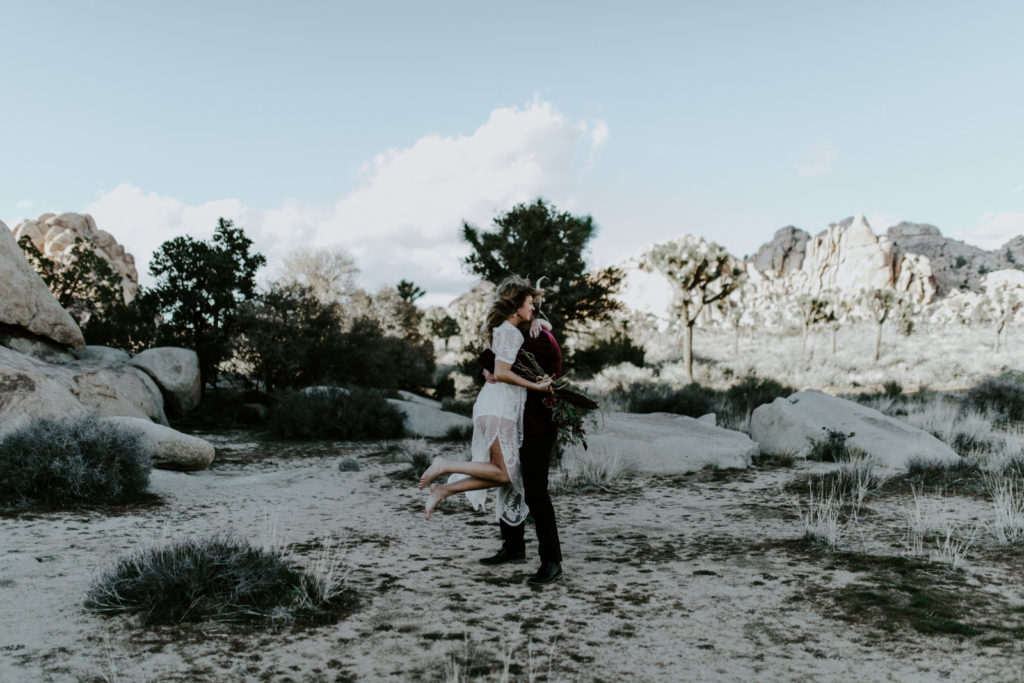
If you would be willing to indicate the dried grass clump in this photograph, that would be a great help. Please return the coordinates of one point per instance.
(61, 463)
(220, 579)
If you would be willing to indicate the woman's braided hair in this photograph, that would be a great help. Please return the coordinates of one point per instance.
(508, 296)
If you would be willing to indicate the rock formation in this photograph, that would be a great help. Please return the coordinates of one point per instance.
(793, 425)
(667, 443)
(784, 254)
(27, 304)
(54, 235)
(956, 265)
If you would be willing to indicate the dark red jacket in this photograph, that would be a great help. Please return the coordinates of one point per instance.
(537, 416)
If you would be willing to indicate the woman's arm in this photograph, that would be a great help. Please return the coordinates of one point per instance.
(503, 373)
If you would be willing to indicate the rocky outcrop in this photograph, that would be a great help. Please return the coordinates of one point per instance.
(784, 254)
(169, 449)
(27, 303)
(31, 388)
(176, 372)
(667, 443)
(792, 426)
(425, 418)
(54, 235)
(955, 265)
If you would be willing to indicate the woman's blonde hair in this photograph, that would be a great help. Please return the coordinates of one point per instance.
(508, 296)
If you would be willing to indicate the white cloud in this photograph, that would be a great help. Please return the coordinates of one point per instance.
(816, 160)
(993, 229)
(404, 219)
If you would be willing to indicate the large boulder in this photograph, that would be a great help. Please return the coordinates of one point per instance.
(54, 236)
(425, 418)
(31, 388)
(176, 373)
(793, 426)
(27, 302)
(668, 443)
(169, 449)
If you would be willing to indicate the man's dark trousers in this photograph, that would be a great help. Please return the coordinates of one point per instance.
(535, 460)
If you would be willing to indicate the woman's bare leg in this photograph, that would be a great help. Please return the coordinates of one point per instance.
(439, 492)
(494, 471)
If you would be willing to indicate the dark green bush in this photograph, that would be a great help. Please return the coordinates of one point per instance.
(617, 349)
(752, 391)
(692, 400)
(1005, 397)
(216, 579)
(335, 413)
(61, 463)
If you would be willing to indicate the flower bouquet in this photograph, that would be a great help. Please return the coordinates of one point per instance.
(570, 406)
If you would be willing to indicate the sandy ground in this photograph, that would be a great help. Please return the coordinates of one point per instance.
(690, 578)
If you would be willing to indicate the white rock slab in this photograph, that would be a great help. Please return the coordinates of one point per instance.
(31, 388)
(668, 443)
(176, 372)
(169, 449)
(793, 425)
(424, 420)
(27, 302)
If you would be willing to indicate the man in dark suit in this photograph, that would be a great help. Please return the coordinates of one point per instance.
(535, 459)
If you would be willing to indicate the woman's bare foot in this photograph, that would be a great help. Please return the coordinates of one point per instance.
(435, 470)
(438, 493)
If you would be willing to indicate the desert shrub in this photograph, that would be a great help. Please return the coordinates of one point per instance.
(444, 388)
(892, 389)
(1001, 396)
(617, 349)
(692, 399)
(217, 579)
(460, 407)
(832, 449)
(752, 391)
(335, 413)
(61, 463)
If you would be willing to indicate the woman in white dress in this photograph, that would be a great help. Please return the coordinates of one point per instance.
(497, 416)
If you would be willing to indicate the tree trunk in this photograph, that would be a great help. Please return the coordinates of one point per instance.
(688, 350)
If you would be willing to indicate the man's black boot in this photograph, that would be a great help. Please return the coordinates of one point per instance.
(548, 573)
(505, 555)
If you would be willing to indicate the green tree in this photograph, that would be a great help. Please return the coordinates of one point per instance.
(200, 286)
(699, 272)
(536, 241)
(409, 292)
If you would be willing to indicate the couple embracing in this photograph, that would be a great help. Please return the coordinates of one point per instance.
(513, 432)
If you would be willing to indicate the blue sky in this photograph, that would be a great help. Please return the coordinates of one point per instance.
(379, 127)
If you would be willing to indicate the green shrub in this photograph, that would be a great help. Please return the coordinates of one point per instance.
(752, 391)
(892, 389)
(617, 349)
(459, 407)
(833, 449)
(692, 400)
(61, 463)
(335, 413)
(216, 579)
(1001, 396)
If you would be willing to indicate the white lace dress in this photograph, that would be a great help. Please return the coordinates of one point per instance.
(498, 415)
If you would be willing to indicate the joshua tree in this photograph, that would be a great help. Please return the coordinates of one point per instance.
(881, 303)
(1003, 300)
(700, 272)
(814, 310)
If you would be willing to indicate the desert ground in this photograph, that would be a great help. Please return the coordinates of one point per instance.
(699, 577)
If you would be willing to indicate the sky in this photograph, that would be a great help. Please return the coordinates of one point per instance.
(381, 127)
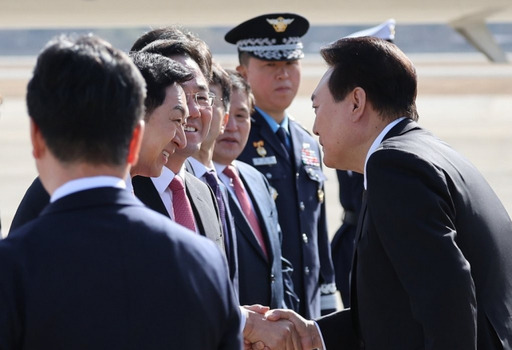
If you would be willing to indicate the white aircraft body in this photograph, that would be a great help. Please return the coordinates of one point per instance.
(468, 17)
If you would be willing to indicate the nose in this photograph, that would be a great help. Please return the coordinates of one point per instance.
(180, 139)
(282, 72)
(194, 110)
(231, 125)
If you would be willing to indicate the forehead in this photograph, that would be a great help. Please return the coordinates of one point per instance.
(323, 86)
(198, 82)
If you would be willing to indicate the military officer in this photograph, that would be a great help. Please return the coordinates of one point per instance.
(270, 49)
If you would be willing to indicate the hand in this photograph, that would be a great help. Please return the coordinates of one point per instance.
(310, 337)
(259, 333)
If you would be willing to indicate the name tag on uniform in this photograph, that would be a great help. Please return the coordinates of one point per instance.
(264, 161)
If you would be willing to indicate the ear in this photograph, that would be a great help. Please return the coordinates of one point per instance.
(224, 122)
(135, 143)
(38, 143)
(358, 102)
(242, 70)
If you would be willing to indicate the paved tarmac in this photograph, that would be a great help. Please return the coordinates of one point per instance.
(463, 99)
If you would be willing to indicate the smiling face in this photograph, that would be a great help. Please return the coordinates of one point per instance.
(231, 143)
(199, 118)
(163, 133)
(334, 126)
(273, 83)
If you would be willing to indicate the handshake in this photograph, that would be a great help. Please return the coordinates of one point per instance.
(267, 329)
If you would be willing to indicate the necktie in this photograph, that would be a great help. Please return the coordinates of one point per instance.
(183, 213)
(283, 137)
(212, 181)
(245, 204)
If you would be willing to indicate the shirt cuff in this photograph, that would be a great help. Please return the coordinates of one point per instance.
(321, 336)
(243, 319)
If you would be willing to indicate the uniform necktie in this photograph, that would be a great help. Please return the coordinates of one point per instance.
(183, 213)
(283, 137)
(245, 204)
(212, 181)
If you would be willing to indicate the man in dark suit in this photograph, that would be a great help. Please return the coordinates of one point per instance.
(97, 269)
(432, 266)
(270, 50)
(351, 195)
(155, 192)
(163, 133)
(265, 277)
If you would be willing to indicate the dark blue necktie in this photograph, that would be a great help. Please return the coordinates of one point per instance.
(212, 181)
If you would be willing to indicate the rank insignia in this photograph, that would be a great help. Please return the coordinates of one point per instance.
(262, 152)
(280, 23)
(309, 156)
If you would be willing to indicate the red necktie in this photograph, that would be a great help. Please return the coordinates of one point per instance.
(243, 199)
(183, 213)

> WHAT YOU SHOULD DO: Copy out, word for word, every line of the entries from the one containing "If you would be willing to indicate the shirt" up to and including the final line of the entries.

> FULL SOLUTION:
If you would be willing to indicate the shirt cuff in this photograph, that would be a great help. Please return the coordinates of one point per instance.
(321, 336)
(243, 319)
If you would be willing to indicate the uniform necktie in this photograph, that would be a great help. Please return the coordinates of one point per instance.
(183, 213)
(283, 137)
(245, 204)
(212, 181)
If you would be willing to indicate the man in dark suit in this photograph, that would be a great help. Please return the coordinates of one point per instance.
(97, 269)
(432, 266)
(270, 50)
(351, 195)
(155, 192)
(163, 133)
(265, 277)
If you would be willing to indicate the dark blue necktie in this photograph, that would be a great help. Please return the coordinates of one point per instance.
(212, 181)
If you would be willing to indicate the rank insignia in this photograph, that would be a great help. Please return the coordinates of one point per instance.
(262, 152)
(280, 23)
(309, 156)
If you would be willing to indicate the red necktie in this photograph, that would be a great help. Please return the coordinates of one point per instance.
(243, 199)
(183, 213)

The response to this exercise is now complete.